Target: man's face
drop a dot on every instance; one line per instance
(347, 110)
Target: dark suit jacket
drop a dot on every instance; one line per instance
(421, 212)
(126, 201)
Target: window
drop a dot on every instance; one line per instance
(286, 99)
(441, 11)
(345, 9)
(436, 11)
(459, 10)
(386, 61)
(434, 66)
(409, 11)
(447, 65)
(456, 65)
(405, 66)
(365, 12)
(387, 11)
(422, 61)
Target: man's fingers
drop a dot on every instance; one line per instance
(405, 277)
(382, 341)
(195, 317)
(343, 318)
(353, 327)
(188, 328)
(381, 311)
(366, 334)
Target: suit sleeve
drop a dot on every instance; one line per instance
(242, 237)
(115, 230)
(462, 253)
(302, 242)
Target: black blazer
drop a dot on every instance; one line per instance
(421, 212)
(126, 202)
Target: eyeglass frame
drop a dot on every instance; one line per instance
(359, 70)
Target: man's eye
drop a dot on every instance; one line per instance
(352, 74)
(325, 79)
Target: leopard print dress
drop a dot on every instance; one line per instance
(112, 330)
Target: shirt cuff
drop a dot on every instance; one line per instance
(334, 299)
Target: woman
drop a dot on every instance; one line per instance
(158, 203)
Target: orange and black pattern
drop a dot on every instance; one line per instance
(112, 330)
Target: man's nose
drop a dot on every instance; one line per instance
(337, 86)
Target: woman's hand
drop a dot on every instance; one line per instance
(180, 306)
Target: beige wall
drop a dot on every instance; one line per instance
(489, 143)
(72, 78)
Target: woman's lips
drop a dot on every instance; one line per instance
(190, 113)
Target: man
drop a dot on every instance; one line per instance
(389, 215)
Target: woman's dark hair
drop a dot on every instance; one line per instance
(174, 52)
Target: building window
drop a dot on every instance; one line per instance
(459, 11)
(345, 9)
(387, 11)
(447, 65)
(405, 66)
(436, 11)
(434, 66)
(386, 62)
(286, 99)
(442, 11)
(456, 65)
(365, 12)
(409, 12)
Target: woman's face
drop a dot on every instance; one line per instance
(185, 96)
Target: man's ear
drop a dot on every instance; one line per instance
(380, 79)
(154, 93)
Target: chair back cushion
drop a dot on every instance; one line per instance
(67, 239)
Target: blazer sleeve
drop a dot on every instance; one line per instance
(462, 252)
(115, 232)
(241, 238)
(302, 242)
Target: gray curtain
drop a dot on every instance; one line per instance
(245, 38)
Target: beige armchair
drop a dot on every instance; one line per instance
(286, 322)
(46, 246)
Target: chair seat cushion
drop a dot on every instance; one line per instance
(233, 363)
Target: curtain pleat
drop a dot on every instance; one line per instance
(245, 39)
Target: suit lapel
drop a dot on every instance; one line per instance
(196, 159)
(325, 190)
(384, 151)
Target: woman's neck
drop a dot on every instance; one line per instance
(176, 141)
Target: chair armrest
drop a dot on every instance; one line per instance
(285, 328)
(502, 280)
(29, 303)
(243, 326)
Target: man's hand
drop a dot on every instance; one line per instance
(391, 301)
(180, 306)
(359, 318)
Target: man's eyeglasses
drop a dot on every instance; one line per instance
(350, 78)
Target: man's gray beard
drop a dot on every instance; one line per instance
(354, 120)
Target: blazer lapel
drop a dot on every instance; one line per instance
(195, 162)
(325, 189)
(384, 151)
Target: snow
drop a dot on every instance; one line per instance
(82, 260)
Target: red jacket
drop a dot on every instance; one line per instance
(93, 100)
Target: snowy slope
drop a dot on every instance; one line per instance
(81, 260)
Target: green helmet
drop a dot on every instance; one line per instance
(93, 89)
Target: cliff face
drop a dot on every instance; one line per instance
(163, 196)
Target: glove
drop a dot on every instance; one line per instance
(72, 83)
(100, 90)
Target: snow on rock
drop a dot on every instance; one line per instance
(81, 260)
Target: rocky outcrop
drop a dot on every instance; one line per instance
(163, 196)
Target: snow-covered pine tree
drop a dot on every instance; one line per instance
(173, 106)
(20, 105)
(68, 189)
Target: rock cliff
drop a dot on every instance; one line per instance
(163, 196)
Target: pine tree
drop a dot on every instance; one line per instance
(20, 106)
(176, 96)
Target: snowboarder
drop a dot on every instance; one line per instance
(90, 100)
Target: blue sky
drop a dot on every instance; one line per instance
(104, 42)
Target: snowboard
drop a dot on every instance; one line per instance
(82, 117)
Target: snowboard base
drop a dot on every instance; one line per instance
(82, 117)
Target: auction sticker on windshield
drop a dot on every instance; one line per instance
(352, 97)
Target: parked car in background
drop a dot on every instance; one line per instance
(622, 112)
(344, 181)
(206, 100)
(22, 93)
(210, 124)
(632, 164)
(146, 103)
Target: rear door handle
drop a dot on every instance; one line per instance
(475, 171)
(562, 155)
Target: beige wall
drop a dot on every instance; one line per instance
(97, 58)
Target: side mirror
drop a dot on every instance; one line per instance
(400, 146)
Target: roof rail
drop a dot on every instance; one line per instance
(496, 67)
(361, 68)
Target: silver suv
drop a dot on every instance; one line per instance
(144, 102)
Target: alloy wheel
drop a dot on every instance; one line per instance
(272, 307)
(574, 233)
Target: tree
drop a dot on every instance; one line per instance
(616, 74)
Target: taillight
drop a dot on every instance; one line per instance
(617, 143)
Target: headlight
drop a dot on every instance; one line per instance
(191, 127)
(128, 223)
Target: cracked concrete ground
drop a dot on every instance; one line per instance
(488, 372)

________

Find each line holding the string "jacket" in the listing above, then copy it.

Target: dark suit jacket
Target: red jacket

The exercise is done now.